### Task:
Each line from the one containing "Phrase: blue dusk sky" to the end of the records should be copied exactly, and no other line.

(Records from a dataset)

-----

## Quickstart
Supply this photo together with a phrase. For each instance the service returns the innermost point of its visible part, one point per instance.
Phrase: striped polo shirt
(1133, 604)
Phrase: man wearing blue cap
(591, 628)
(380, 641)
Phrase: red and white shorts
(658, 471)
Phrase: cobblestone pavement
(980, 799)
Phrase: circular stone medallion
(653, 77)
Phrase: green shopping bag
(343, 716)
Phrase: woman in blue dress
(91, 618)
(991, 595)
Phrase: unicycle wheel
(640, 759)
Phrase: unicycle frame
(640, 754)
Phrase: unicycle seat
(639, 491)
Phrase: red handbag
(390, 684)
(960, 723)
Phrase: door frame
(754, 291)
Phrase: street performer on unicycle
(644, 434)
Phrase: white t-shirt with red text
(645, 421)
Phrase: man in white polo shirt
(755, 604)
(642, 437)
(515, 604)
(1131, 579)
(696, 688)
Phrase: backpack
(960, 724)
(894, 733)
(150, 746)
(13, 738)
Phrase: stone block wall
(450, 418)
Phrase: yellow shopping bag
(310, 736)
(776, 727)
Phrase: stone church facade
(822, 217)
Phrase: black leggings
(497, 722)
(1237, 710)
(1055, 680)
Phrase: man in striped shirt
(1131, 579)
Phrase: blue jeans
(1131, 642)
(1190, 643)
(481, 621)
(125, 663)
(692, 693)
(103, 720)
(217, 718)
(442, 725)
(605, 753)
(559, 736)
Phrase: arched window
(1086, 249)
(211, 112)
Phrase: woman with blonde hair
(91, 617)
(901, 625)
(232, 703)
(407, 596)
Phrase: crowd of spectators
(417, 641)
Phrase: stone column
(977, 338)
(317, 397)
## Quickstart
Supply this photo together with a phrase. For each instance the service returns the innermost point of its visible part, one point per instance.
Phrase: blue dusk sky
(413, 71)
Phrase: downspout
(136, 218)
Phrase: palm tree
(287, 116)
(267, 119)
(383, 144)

-----

### Exercise solution:
Phrase: blue dusk sky
(413, 71)
Phrase: downspout
(136, 218)
Phrase: palm tree
(287, 116)
(267, 119)
(383, 144)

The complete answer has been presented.